The records that follow must be repeated exactly, except for their pictures.

▶ [Stored dataset items]:
--------------------

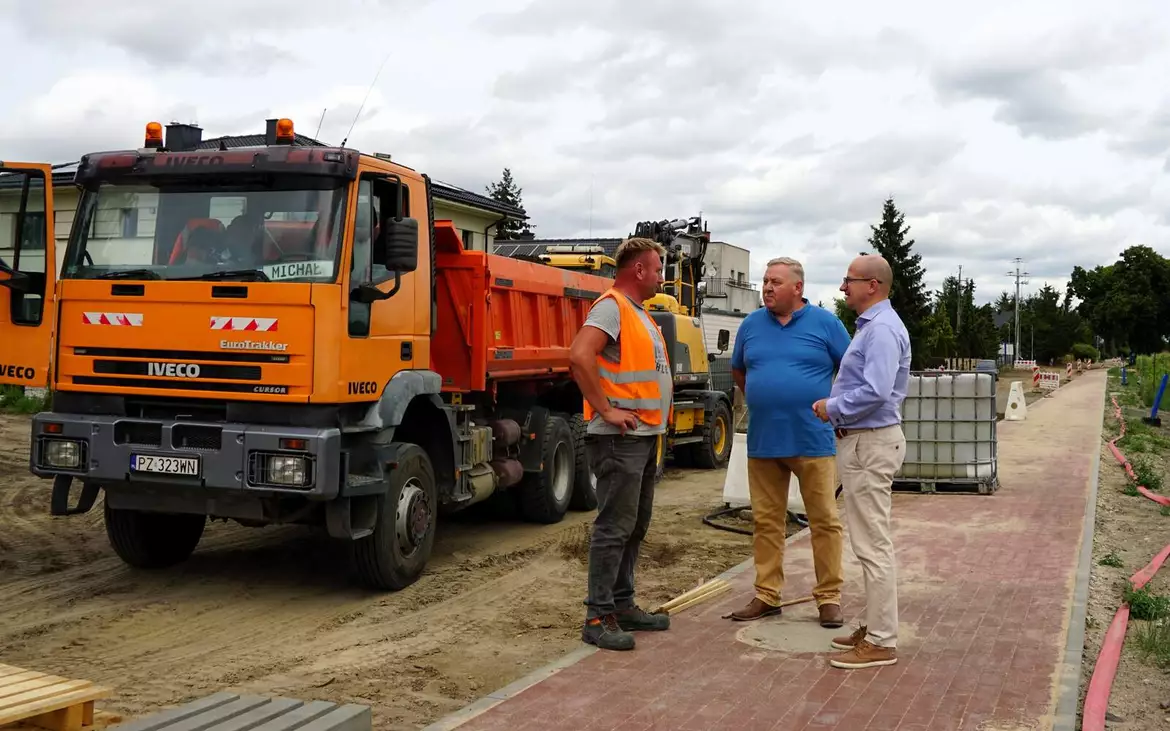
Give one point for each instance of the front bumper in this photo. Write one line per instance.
(235, 457)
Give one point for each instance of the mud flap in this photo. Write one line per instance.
(339, 518)
(59, 504)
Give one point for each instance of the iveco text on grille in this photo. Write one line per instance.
(173, 370)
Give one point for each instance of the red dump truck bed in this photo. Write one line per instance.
(503, 318)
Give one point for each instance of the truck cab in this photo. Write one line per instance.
(27, 275)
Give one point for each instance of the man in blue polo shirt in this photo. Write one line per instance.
(783, 360)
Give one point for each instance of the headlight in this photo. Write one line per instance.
(283, 469)
(62, 454)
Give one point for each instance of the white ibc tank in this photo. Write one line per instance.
(949, 420)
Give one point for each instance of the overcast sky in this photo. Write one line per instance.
(1039, 130)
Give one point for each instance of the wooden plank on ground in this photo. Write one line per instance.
(47, 701)
(226, 711)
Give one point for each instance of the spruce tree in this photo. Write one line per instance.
(908, 294)
(507, 192)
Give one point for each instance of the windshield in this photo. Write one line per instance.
(276, 228)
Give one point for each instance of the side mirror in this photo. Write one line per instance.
(401, 243)
(15, 281)
(724, 339)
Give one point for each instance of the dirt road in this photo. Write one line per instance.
(273, 609)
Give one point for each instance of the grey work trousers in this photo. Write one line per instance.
(625, 468)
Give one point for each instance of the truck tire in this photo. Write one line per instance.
(152, 539)
(544, 495)
(715, 449)
(584, 480)
(396, 553)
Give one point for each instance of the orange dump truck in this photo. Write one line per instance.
(297, 342)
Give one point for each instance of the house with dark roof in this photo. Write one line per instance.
(476, 216)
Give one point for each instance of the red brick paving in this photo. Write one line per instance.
(985, 585)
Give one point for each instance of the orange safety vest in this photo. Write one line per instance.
(633, 383)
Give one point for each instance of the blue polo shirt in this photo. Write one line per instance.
(787, 367)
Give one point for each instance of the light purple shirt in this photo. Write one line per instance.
(874, 372)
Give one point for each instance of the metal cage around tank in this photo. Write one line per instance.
(950, 425)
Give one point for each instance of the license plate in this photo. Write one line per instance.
(159, 464)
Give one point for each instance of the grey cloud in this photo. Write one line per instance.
(1037, 102)
(1148, 137)
(844, 183)
(213, 35)
(1027, 80)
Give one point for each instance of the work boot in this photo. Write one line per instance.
(757, 608)
(864, 654)
(831, 615)
(605, 633)
(851, 641)
(635, 619)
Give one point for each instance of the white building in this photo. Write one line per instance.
(729, 285)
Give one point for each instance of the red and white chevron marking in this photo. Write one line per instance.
(245, 324)
(131, 319)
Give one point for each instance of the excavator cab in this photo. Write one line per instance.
(27, 274)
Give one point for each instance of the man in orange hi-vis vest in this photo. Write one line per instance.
(620, 364)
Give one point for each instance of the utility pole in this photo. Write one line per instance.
(1018, 275)
(958, 308)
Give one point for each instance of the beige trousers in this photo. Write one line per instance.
(768, 481)
(867, 461)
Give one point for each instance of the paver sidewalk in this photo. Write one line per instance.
(985, 590)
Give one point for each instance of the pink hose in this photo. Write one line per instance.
(1096, 696)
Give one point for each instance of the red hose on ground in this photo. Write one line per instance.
(1129, 468)
(1096, 696)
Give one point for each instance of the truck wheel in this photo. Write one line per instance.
(396, 553)
(544, 496)
(584, 480)
(715, 449)
(152, 539)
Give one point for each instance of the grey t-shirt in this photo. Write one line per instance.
(606, 317)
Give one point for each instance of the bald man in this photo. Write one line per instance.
(865, 407)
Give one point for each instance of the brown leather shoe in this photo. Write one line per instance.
(755, 609)
(851, 641)
(865, 655)
(831, 615)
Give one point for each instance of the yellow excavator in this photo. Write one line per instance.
(701, 432)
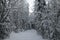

--------------------

▶ [Result]:
Give one point for each instance of the front bumper in this photo. Write one line per instance.
(235, 457)
Give one point for each instance of the mud flap in this photo. Write one line per instance.
(339, 518)
(59, 504)
Give one point for each instance of the iveco text on grille in this photo. Write one line per instance.
(173, 370)
Give one point for each instance of the red dump truck bed in this photo. Write one line per instance.
(503, 318)
Give one point for each instance of the truck cab in this photo. Write one line per instance.
(27, 275)
Give one point for each instance of the man in blue polo shirt in this photo. Write one line per instance.
(783, 360)
Give one point for each instance of the headlight in this photo. Write one line per instance.
(283, 469)
(62, 454)
Give one point for each instance of the white ibc tank in this photo. Write one line per instance.
(949, 420)
Give one point for each instance of the overcast sky in this photo. Write one line per instance.
(1039, 130)
Give one point for each instance of the wooden plank on ground in this photo. Write one line per instance.
(47, 701)
(226, 711)
Give one point for each instance of the spruce tree in this photo. Write one line per instance.
(908, 294)
(507, 192)
Give one point for each instance of the windshield in this photo. Write one line per instance.
(276, 228)
Give one point for each instance of the side mirror in this photo. Write one line per instance.
(401, 243)
(15, 281)
(724, 339)
Give one point for each instance of the dirt road in this photo. Write one line per instance.
(273, 609)
Give one point for each instance of the grey work trousers in this photo. Write one line per instance.
(625, 468)
Give one point for each instance of the truck tire in this photo. Write one line per instance.
(152, 539)
(544, 495)
(715, 449)
(584, 480)
(396, 553)
Give one point for each instance of the orange dump truck in this photo. Write one line per instance.
(297, 342)
Give one point for each instance of the house with dark roof in this photo. Write one line per instance.
(476, 216)
Give one point for each instance of the red brick paving in this photo. Write one line per instance.
(985, 585)
Give one point for each instance of the orange safety vest in this photo. Write one line per instance.
(633, 383)
Give one point for each instance of the blue polo shirt in this photo. Write one line per instance.
(787, 367)
Give one point for each instance of the light purple shirt in this photo. Write one line per instance.
(874, 372)
Give one point for each instance of the metal cage around tank in this photo. Write one line per instance.
(950, 425)
Give one point for each instance of the license plate in this photo. Write one line per instance.
(159, 464)
Give one point for each instance of the grey cloud in this photo. Write one line per instance.
(1037, 102)
(1148, 137)
(844, 183)
(213, 35)
(1027, 80)
Give one point for each instance of the work boot in this photo. Write one line per instance.
(757, 608)
(864, 654)
(831, 615)
(605, 633)
(851, 641)
(635, 619)
Give one point for each instance of the white building in this photo. Write one line per instance.
(729, 285)
Give one point for each instance of the red and white chevron marking in this photo. Write one line per instance.
(245, 324)
(131, 319)
Give one point for each instance of the excavator cab in this photo. Write one line per instance.
(27, 274)
Give one point for each instance of the man in orange hi-vis vest in this photo. Write one line per instance.
(620, 364)
Give one point for each instance of the utility pole in this photo. Write one line per instance.
(1018, 275)
(958, 308)
Give one point for each instance of the beige trousers in this photo. Write one line per instance.
(768, 481)
(867, 461)
Give one point for each instance of the paver sidewalk in this photo. Write one line per instance.
(985, 590)
Give one point for each instance of the pink hose in this photo. Write one line per instance.
(1096, 696)
Give one point for each instance of the red hose on ground in this photo. Write one line per instance.
(1129, 468)
(1096, 696)
Give one point for each instance of the truck wheel in this photo. Write one line per instance.
(396, 553)
(544, 496)
(584, 480)
(715, 449)
(152, 539)
Give one point for each instance of the grey t-shirt in this photo. Write one line per instance.
(606, 317)
Give one point for each instance of the bald man in this photo. Write one line per instance.
(865, 407)
Give one point for each instance of the brown leather shoe in this photo. Write one line per instance.
(755, 609)
(851, 641)
(865, 655)
(831, 615)
Give one point for each instance of the yellow excavator in this photo. Write one line per instance.
(701, 432)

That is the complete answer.